[Begin Reading text]

I was eight years old when I went to China. Never was in the Plaza. Never seen a [streetcar]. I do not remember anything at all about San Francisco. But this is an American hat and pants. I had them when I went to China in 1881. When I was eight years old.
LEE HIM, age fourteen
Lee Him arrived in San Francisco on the Steamer Rio De Janeiro on January 7, 1888.1 The boy was only one of thousands of Chinese children who had passed through the port of San Francisco since the 1850s. Immigrants arriving from China in the 1850s and 1860s easily gained entry into the country. However, with the passage of the Page Act in 1875 and the Chinese Exclusion Act in 1882, the government erected substantial barriers to try to stop the immigration of Chinese prostitutes and laborers into the country. According to the 1882 law, only teachers, travelers, students, diplomats, and merchants qualified for entry under Section 6 of the Exclusion Act. In a series of cases in the years immediately following the passage of the Exclusion Act, the circuit court reinterpreted the law to allow the sons and daughters of natives and merchants access into the United States. In 1884 the circuit court also confirmed In re Look Tin Sing, which held that Chinese children born in the United States were American citizens under the law and therefore entitled to their right to reenter the country.2 Although he claimed to have been born in San Francisco, Lee Him told the customs inspector that he had departed for China with his father in 1881, just prior to the passage of the Exclusion Act. He now desired reentry as a native-born citizen. However, customs officials were inclined to doubt the boy's testimony since hundreds of other children had similarly claimed native status in an attempt to circumvent the exclusion law. The burden of proof lay with the children, who had to conclusively demonstrate their status as American citizens. Regardless of their birth in America, Chinese children aroused the suspicion of immigration officials simply on account of their race. Lee Him's reference to his Western style hat and pants was not only an attempt to demonstrate his prior residence in San Francisco; it was also an effort to seize his fundamental rights as an American citizen in a society that had come to deeply resent its Chinese members.

[End Reading text]
[Begin Extracted data]

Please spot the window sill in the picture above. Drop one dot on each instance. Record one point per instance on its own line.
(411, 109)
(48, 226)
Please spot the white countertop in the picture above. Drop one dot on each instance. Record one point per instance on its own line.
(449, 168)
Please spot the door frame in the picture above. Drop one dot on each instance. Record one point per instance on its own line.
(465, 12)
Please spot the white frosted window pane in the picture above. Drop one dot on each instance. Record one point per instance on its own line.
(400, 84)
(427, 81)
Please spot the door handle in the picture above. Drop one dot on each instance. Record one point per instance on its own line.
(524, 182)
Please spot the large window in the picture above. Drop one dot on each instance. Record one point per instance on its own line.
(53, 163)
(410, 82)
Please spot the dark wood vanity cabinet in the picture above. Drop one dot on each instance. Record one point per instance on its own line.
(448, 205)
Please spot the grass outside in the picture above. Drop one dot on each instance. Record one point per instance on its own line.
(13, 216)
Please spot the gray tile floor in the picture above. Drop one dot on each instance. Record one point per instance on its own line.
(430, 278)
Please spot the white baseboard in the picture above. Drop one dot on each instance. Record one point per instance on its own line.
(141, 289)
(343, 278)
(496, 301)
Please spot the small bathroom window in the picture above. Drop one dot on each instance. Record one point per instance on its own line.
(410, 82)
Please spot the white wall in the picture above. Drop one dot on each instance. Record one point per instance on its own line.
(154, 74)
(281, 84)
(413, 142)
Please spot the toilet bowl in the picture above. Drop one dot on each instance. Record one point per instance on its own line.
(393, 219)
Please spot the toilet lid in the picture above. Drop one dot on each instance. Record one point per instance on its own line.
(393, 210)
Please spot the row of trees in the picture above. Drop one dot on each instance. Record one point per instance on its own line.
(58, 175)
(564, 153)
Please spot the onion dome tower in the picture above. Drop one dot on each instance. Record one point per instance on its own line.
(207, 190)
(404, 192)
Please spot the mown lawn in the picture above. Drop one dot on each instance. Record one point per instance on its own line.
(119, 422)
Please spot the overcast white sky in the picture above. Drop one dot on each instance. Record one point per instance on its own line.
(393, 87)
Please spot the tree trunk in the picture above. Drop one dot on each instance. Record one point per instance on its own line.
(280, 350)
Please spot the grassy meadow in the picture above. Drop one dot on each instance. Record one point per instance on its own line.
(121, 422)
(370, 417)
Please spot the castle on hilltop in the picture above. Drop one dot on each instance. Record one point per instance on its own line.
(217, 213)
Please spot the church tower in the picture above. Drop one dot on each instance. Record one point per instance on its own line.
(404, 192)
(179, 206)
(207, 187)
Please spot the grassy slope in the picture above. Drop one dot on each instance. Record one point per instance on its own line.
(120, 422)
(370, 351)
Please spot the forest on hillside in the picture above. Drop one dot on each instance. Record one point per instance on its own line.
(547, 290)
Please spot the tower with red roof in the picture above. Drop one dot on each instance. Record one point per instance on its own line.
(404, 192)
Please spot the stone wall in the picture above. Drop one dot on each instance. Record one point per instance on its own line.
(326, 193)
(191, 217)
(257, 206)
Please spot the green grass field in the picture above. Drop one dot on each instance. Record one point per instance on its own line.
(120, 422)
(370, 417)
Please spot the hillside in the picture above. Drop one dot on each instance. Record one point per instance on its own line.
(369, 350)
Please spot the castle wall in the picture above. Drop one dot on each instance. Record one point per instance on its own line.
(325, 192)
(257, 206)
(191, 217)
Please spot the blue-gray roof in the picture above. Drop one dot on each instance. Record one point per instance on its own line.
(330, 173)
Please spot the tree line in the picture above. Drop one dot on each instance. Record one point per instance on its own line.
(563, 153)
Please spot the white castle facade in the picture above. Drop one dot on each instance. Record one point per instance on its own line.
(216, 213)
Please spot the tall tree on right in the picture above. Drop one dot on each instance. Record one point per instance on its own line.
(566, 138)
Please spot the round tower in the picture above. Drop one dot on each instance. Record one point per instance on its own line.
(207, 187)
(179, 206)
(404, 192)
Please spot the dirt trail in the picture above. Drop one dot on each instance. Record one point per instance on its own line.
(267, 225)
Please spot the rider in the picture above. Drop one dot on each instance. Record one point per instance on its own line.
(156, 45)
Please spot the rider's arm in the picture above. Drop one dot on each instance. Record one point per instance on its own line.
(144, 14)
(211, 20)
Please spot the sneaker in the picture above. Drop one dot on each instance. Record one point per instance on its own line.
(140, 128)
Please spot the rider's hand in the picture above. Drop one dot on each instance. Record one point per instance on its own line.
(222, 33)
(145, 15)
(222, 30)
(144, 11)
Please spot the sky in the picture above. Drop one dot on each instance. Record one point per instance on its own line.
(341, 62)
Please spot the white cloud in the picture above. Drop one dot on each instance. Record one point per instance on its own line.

[End Extracted data]

**Exercise requirements:**
Output the portion of the Lee Him passage between "I was eight years old when" and "eight years old.", inclusive. You can complete the work without the records.

**Full answer:**
I was eight years old when I went to China. Never was in the Plaza. Never seen a [streetcar]. I do not remember anything at all about San Francisco. But this is an American hat and pants. I had them when I went to China in 1881. When I was eight years old.